Begin INPUT MATERIAL

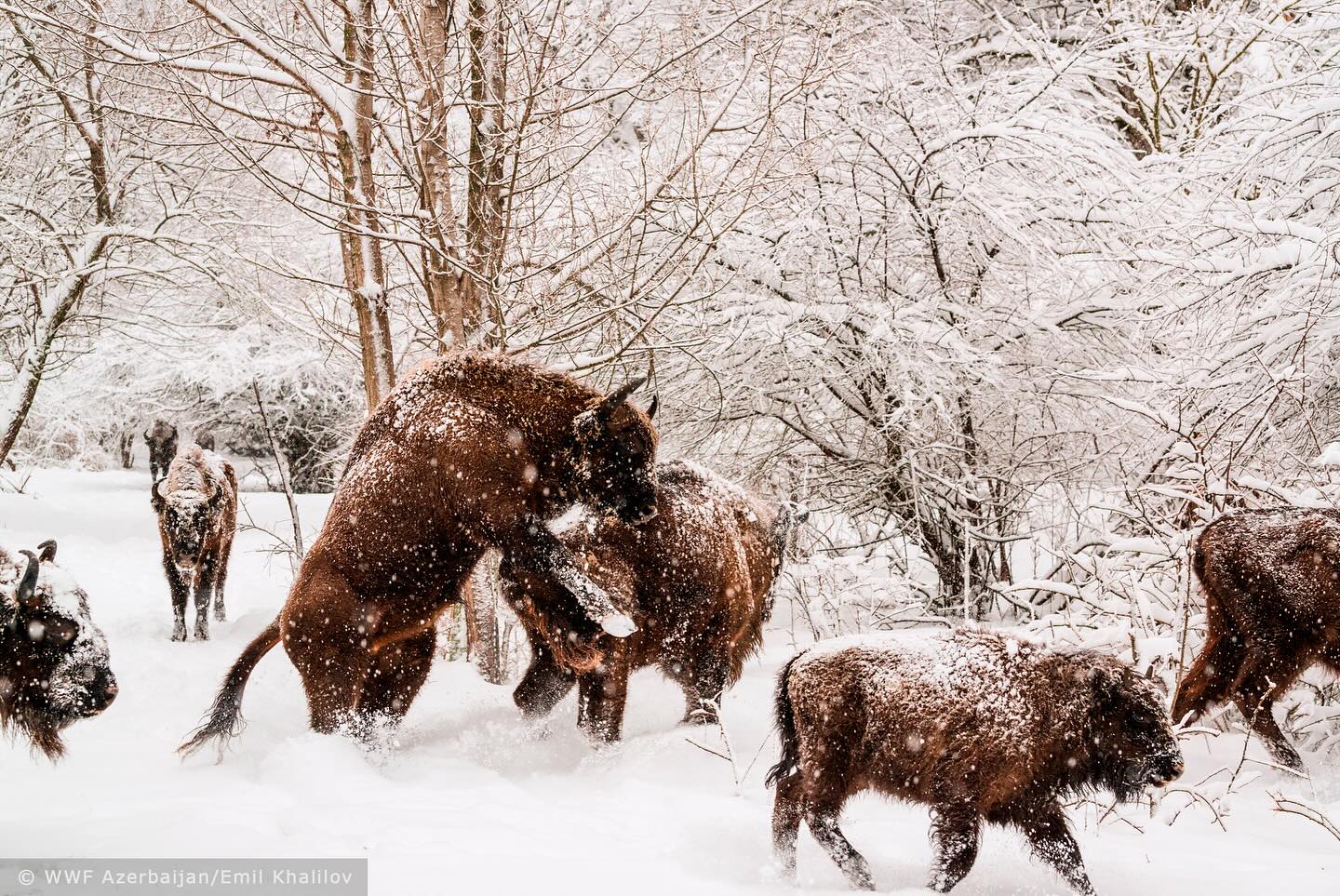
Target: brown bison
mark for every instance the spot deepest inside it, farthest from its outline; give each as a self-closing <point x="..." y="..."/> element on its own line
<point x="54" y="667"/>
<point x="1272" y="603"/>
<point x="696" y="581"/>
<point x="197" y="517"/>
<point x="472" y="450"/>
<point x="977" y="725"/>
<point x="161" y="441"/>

End INPUT MATERIAL
Begin INPUT MATERIAL

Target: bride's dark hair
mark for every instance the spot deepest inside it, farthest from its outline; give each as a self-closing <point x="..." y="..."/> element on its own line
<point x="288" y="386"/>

End INPUT MATERIAL

(WORK TO BE COMPLETED) Pull out each line of the listing above that contains the word "Target", treating uppercase and lowercase letters as different.

(RESULT FOR THIS TASK)
Target: brown bison
Target: bride's dark hair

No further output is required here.